» Exercise details: Can you reproduce each of the records below word for word, without changing anything?

» Supplied information:
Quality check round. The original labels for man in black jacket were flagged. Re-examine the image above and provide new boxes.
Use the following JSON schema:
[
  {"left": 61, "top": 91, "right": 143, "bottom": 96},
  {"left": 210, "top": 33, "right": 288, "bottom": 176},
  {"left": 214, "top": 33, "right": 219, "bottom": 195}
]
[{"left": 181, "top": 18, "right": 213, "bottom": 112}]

» Response to the task:
Quality check round. The original labels for man in black jacket were flagged. Re-examine the image above and provide new boxes.
Use the following JSON schema:
[
  {"left": 61, "top": 91, "right": 143, "bottom": 96},
  {"left": 210, "top": 33, "right": 288, "bottom": 176},
  {"left": 214, "top": 33, "right": 219, "bottom": 195}
]
[{"left": 181, "top": 18, "right": 213, "bottom": 112}]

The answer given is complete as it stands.